Set out every line of the items below as a JSON list of strings, one string per line, with blank lines dropped. Leave the pictures out of the list.

- - - -

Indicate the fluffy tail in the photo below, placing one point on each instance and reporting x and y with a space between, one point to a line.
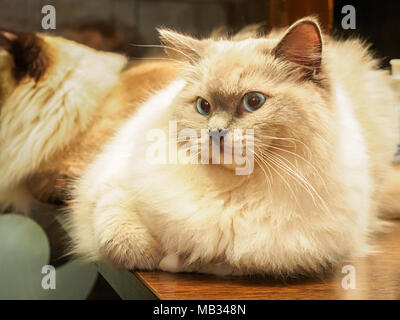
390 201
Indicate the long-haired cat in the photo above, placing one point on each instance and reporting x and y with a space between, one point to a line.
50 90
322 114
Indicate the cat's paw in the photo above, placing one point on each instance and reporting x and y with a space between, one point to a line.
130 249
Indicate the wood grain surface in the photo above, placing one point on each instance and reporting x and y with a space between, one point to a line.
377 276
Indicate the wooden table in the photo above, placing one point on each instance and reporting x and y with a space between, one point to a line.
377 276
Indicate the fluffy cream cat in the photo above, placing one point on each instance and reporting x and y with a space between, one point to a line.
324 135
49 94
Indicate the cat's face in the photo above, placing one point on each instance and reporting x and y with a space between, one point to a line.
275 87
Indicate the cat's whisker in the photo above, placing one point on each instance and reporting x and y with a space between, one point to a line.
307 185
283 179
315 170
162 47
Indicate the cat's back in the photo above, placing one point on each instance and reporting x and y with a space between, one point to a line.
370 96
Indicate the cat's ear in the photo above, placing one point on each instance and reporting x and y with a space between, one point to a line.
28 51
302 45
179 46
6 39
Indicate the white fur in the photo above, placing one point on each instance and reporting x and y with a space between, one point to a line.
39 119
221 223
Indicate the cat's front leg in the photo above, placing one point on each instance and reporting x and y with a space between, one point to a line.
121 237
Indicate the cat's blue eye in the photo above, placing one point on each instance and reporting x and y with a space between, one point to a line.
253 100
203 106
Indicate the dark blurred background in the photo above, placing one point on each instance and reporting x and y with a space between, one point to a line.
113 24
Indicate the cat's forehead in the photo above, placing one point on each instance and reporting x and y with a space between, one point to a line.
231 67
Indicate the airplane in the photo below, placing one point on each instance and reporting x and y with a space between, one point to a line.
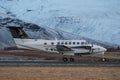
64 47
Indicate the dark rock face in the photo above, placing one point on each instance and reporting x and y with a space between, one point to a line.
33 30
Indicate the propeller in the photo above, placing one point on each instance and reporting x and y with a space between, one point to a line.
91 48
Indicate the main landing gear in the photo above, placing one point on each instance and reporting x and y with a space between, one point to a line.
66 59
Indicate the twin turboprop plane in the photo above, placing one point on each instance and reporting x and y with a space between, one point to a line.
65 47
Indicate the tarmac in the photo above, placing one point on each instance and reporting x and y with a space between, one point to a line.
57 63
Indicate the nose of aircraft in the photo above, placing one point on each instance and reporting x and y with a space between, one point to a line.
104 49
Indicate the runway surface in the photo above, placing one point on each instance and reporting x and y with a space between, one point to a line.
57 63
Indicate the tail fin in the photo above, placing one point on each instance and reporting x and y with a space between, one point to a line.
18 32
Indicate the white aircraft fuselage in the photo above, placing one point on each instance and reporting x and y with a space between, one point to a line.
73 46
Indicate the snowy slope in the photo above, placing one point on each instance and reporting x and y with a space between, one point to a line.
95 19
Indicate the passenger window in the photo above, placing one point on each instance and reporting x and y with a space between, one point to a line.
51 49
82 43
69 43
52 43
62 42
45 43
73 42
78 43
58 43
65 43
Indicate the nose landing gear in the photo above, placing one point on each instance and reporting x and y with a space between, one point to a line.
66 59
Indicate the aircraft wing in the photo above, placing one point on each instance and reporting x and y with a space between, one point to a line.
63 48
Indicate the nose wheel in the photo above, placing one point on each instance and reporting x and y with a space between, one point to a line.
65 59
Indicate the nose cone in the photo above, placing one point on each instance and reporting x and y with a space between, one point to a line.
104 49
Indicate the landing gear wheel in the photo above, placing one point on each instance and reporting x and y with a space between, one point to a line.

- - - -

**Task solution:**
[
  "Indicate the fluffy tail in the photo below, placing one point on each instance and reporting x and y with a space between, one point to a line.",
  "390 201",
  "Indicate the long-haired cat in the photo above, placing one point on each instance and reporting x and y with a space between, one point to a line.",
  "50 90",
  "322 114",
  "Indicate the cat's paw in the photo above, placing one point on each instance and reporting x and y with a space between, one point to a line.",
  "130 249",
  "Indicate the wood grain surface in the photo above, placing one point on each instance and reporting x and y with a space between, one point to a line.",
  "377 276",
  "Indicate the wooden table in the photo above, placing one point on each instance and reporting x and y with a space between, one point to a line.",
  "377 276",
  "Indicate the fluffy cream cat in the photo above, placing one point on each instance and reporting x and y with a space between, one point to a line.",
  "324 135",
  "49 94",
  "Indicate the cat's face in the photo above, placing one point on each instance and reporting x and y with a space between, one point to a line.",
  "275 87",
  "Indicate the cat's whisker in the photo above, placing one point on each instance and reporting x and y with a space between, one point to a line.",
  "307 185",
  "283 179",
  "315 170",
  "162 47",
  "Indicate the cat's back in the photo above, placing one point on each instance and reporting x and y with a space between, one point to a line.",
  "370 96",
  "Indicate the cat's ear in the photo above, placing one point on each instance and reporting x and y with a space between, one point to a line.",
  "28 51",
  "302 45",
  "179 46",
  "6 39",
  "Indicate the white fur in the photo above, placing one point on each instance and reporting x and y with a space between, one point to a line.",
  "39 119",
  "221 223",
  "Indicate the cat's front leg in the photo above, placing one point on each instance and reporting x and y with a space between, one point to a line.",
  "121 237",
  "Indicate the cat's blue eye in the photo above, placing one point on each instance and reporting x and y with a space between, one point to a line.",
  "253 100",
  "203 106",
  "Indicate the dark blurred background in the photo above, placing one point on each instance and reporting x and y with a space between, one point to a line.",
  "113 24",
  "Indicate the cat's forehead in the photo above, placing one point on each instance and reporting x and y with a space between, one point to a line.",
  "231 67",
  "Indicate the airplane in the photo below, placing one point on each instance and reporting x and y with a space between, one point to a line.",
  "64 47",
  "Indicate the dark rock face in the photo above, placing one point on each instance and reporting x and y with a space between, one point to a line.",
  "33 30",
  "Indicate the propeller in the photo above, placing one point on each instance and reporting x and y with a space between, one point to a line.",
  "91 48",
  "Indicate the main landing gear in the photo above, placing one point on each instance and reporting x and y with a space between, one point to a line.",
  "66 59",
  "Indicate the twin turboprop plane in the photo above, placing one point on each instance and reporting x and y with a space between, one point to a line.",
  "65 47",
  "Indicate the tarmac in the photo above, placing one point on each instance and reporting x and y with a space between, one point to a line.",
  "57 63",
  "Indicate the nose of aircraft in the photo above, placing one point on each instance and reporting x and y with a space between, one point to a line.",
  "104 49",
  "Indicate the runway surface in the photo above, placing one point on each instance and reporting x and y with a space between, one point to a line.",
  "57 63",
  "Indicate the tail fin in the photo above, placing one point on each instance and reporting x and y with a space between, one point to a line.",
  "18 32",
  "Indicate the white aircraft fuselage in the photo above, placing one point on each instance and reporting x and y with a space between, one point to a line.",
  "73 46",
  "Indicate the snowy slope in the photo above, placing one point on each instance and reporting x and y with a space between, one point to a line.",
  "95 19",
  "Indicate the passenger window in the photo above, placing one point on each instance and reporting x and y with a space between, one point to a line.",
  "51 49",
  "82 43",
  "69 43",
  "52 43",
  "62 42",
  "45 43",
  "73 42",
  "78 43",
  "58 43",
  "65 43",
  "Indicate the nose landing gear in the photo above, placing one point on each instance and reporting x and y with a space between, one point to a line.",
  "66 59",
  "Indicate the aircraft wing in the photo above, placing one point on each instance and reporting x and y with a space between, one point to a line.",
  "63 48",
  "Indicate the nose wheel in the photo above, placing one point on each instance and reporting x and y with a space between, one point to a line.",
  "65 59",
  "Indicate the nose cone in the photo above, placing one point on each instance and reporting x and y with a space between, one point to a line.",
  "104 49",
  "Indicate the landing gear wheel in the photo above, placing one point on each instance and reporting x and y with a space between, one point to a line."
]